→ WHAT IS NEEDED
Please write out all the lines below again, substituting "place a pin" for every occurrence of "drop a marker" and leaving everything else unchanged.

-- START OF RECORDS --

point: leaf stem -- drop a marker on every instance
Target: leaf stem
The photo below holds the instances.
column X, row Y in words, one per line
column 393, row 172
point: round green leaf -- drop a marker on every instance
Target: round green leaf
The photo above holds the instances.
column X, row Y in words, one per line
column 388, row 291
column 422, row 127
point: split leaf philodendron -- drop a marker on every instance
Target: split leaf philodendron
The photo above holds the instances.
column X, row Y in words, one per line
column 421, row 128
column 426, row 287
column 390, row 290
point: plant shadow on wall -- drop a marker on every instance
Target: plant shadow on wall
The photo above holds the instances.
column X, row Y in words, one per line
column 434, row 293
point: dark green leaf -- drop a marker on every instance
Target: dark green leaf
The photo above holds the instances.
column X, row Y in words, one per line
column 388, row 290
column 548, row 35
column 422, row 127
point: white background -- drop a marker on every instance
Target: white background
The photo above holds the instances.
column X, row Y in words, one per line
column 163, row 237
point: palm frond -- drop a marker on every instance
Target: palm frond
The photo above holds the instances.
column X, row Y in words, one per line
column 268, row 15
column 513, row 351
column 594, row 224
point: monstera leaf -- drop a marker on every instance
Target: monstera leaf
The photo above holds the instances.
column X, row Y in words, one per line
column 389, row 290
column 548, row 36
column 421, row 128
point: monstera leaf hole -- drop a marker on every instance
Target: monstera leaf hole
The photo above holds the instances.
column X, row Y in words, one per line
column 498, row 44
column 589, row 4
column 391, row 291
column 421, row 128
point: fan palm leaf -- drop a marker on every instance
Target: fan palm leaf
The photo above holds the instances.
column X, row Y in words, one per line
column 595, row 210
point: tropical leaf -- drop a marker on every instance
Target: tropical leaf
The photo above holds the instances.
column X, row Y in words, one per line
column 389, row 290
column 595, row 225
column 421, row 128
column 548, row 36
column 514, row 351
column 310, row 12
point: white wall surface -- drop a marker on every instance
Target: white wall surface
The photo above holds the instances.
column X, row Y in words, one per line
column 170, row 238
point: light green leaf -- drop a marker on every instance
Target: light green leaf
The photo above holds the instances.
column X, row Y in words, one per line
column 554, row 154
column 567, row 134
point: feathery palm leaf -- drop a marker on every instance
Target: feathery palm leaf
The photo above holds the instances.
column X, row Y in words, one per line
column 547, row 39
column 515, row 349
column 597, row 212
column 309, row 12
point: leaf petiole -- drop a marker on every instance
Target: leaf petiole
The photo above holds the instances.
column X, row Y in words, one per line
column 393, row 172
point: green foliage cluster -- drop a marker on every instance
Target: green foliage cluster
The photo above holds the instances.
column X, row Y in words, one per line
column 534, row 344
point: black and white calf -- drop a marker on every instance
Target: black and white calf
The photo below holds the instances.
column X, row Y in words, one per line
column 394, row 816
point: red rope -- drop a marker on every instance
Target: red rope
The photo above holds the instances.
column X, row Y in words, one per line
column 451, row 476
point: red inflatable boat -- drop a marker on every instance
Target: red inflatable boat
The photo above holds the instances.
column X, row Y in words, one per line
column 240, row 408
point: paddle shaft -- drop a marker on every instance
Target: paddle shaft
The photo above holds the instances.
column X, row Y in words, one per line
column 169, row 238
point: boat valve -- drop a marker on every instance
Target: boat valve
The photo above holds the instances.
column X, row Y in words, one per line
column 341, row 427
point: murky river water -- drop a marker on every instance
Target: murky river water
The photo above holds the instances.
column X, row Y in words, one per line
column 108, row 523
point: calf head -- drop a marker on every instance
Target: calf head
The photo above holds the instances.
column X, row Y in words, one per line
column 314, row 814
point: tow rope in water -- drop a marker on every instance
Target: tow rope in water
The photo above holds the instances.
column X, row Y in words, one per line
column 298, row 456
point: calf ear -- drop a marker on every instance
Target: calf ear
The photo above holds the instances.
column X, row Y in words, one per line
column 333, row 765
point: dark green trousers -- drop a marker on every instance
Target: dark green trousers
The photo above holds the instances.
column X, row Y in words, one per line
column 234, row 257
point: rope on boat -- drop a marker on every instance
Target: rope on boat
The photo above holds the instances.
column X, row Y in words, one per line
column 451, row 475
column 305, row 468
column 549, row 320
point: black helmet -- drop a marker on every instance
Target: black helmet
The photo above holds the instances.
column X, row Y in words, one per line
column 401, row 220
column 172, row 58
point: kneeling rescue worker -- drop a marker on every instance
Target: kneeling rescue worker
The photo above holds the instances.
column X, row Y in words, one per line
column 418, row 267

-- END OF RECORDS --

→ WRITTEN REPLY
point: leaf stem -- place a pin on every instance
Target: leaf stem
The photo below holds the instances.
column X, row Y in words, one per line
column 393, row 172
point: round green leaf -- place a pin on every instance
Target: round green leaf
The photo above holds the instances.
column X, row Y in words, one per line
column 388, row 291
column 422, row 127
point: split leaf philodendron -- place a pin on every instance
Target: split leaf philodendron
The photo above holds the instances.
column X, row Y in words, one per line
column 421, row 128
column 426, row 287
column 390, row 290
point: plant shadow on wall -- place a pin on every instance
Target: plant shadow on wall
The photo above holds the instances.
column X, row Y in words, one per line
column 434, row 293
point: dark green leaf -- place a pin on every instance
Target: dark green leaf
The photo above holds the instances.
column X, row Y in words, one per line
column 388, row 290
column 548, row 35
column 422, row 127
point: white background -- place a pin on every instance
Target: white background
The photo above holds the instances.
column X, row Y in words, one per line
column 163, row 237
point: palm frond -- place a pin on every instance
Target: palm frond
The photo above holds the instances.
column X, row Y in words, one per line
column 268, row 15
column 513, row 351
column 594, row 224
point: monstera leaf -- place a pin on every instance
Target: monstera leaf
The photo above holds the instances.
column X, row Y in words, one per line
column 389, row 290
column 548, row 36
column 421, row 128
point: monstera leaf hole -- place a pin on every instance
Target: monstera leaf hole
The photo above holds the instances.
column X, row Y in words, one per line
column 498, row 44
column 589, row 4
column 391, row 291
column 421, row 128
point: fan palm leaf -- place a pin on every instance
Target: fan palm leaf
The photo above holds the instances.
column X, row Y in words, one per line
column 595, row 210
point: tropical leaf -- place a pin on every instance
Target: tropical leaf
The photo above holds the instances.
column X, row Y in words, one per line
column 389, row 290
column 595, row 225
column 421, row 128
column 548, row 36
column 514, row 351
column 310, row 12
point: white wall surface -- place a pin on every instance
Target: white wall surface
The photo above holds the instances.
column X, row Y in words, one per line
column 170, row 238
point: light green leaf -- place a pin on every instance
Target: light green leaf
The photo above holds the instances.
column X, row Y in words, one per line
column 554, row 154
column 567, row 134
point: feathery palm leaf -- place a pin on every instance
Target: feathery palm leaf
The photo above holds the instances.
column X, row Y in words, one per line
column 547, row 39
column 515, row 349
column 597, row 212
column 309, row 12
point: leaf petiole -- place a pin on every instance
Target: leaf petiole
The photo above holds the instances.
column X, row Y in words, one per line
column 393, row 172
point: green foliage cluster -- place a pin on every instance
Target: green foliage cluster
The photo above holds the instances.
column X, row Y in words, one per line
column 534, row 344
point: black and white calf -- place a pin on every instance
Target: black and white calf
The photo below holds the instances.
column X, row Y in words, one per line
column 394, row 816
point: red rope -- place a pin on every instance
Target: red rope
The photo above holds the instances.
column X, row Y in words, one per line
column 451, row 476
point: red inflatable boat -- place a pin on every instance
Target: red inflatable boat
The photo above holds the instances.
column X, row Y in words, one per line
column 240, row 408
point: paddle shaft -- place a pin on every instance
Target: paddle shaft
The photo above holds the instances.
column X, row Y in words, one per line
column 169, row 238
point: boat valve -- place a pin on every instance
Target: boat valve
The photo above holds the instances.
column X, row Y in words, one per line
column 341, row 427
point: murky river water -- place a pin on every instance
Target: murky river water
The photo above holds the instances.
column X, row Y in words, one per line
column 108, row 523
point: calf head -- place a pin on every instance
Target: calf head
The photo above holds the instances.
column X, row Y in words, one per line
column 314, row 814
point: tow rope in water -- place a pin on every instance
Target: tow rope in water
The photo above holds the instances.
column X, row Y in words, one per line
column 298, row 456
point: calf ear -- place a pin on every instance
Target: calf ear
The photo above holds the instances.
column X, row Y in words, one per line
column 333, row 765
point: dark green trousers -- place a pin on every instance
Target: dark green trousers
The photo above holds the instances.
column X, row Y in words, one per line
column 234, row 257
point: rope on boat -- place a pin on every instance
Target: rope on boat
The photo above holds the instances.
column X, row Y in words, one per line
column 451, row 475
column 305, row 468
column 549, row 320
point: black helmet -- place a pin on every instance
Target: black helmet
The photo above holds the instances.
column X, row Y in words, one per line
column 401, row 220
column 172, row 58
point: kneeling rescue worker -- place a pin on every instance
Target: kneeling rescue worker
The photo above holds the instances.
column X, row Y in words, one per line
column 418, row 267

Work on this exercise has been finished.